Task prompt
Reproduce every line of the listing below, including the requests, but scale each coordinate in the answers by 2.5 and round it to a whole number, with halves going up. Leave the numbers in the requests and their format samples unchanged, and omit the pictures.

Entries from a point annotation set:

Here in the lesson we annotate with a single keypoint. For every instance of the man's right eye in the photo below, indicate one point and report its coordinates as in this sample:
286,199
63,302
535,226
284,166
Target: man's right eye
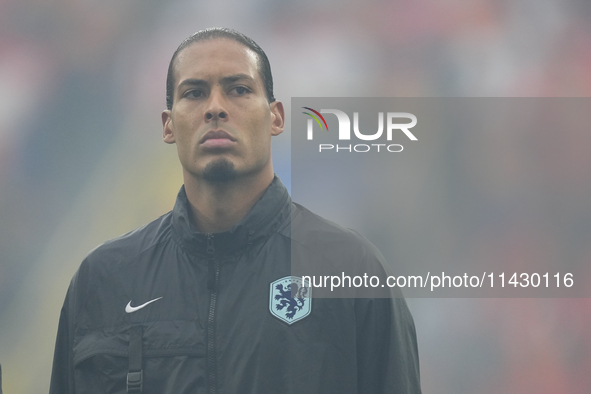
193,93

Response for this exercise
Here in the lesson we annotate with a single keypoint. For every instance of the man's right eye in the photo below, indicate one point and report its coordinates as in this sample:
286,199
63,302
535,226
284,166
Target: man's right eye
483,233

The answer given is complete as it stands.